DIRECTIONS
Extract from the entries below, exactly as given, only the lines from the line containing "Where can the grass" to the line containing "<point>398,14</point>", both lines included.

MATERIALS PROVIDED
• • • • •
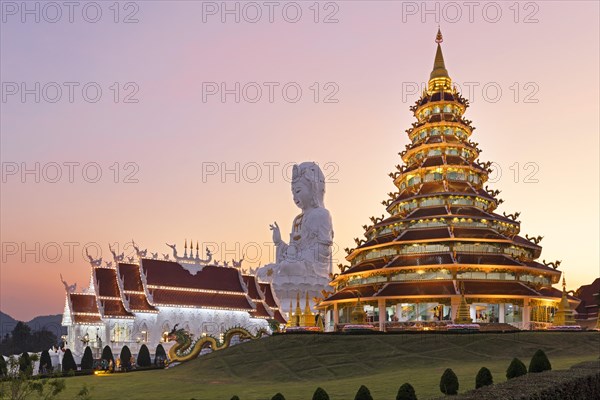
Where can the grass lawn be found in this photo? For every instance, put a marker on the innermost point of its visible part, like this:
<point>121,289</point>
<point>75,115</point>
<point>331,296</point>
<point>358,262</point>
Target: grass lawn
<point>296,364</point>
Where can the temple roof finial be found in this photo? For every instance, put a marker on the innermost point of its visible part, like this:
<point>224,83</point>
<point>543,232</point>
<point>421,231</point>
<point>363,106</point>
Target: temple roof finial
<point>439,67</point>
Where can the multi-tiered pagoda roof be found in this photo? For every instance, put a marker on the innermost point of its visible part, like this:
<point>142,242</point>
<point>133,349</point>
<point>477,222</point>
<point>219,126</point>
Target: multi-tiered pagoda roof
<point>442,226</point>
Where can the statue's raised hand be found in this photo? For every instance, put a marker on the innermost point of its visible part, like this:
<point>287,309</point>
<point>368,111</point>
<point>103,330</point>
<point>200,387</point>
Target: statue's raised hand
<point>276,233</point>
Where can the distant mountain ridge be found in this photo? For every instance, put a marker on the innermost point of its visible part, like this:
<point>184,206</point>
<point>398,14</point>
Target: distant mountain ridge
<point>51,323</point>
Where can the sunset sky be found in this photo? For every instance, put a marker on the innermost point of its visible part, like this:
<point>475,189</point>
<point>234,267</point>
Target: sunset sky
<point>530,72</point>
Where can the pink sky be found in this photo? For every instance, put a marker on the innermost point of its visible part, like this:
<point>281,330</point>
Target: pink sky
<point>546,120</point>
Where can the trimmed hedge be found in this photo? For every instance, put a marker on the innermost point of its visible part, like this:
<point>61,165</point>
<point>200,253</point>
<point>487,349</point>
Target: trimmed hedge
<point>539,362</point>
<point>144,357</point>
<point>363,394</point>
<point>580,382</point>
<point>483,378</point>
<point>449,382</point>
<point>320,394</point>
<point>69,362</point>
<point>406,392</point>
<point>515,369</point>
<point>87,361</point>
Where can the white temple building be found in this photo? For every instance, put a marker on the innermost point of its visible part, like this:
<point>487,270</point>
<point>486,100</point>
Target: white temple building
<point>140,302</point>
• • • • •
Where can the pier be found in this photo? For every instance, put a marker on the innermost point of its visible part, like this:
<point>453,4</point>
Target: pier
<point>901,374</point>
• • • • •
RESPONSE TO THIS TASK
Where can the grass lawn be found in this photo? For every instance, put a marker on the innermost point of its visible part, like this:
<point>121,289</point>
<point>75,115</point>
<point>331,296</point>
<point>358,262</point>
Target: grass lawn
<point>296,364</point>
Where can the temple roof finial be found in this photo? For every instance, put a marker on the innermost point of its visible part, like this:
<point>224,83</point>
<point>543,232</point>
<point>421,231</point>
<point>363,106</point>
Target: temple roof finial
<point>439,67</point>
Where can the multi-tiered pagoda roof be found in this photo? For every instance, put a marker on the innermost point of its visible part, like this:
<point>142,242</point>
<point>133,349</point>
<point>477,222</point>
<point>219,126</point>
Target: multi-tiered pagoda roof
<point>442,226</point>
Where can the statue's raised hand be found in this photo? For every instance, put a marker on the innermost point of its visible part, like this:
<point>287,309</point>
<point>368,111</point>
<point>103,330</point>
<point>200,387</point>
Target: statue's raised hand
<point>276,233</point>
Where can the distant mountain ridge be found in this photo? For every instance, put a marker on the innermost point of its visible part, like this:
<point>184,206</point>
<point>398,14</point>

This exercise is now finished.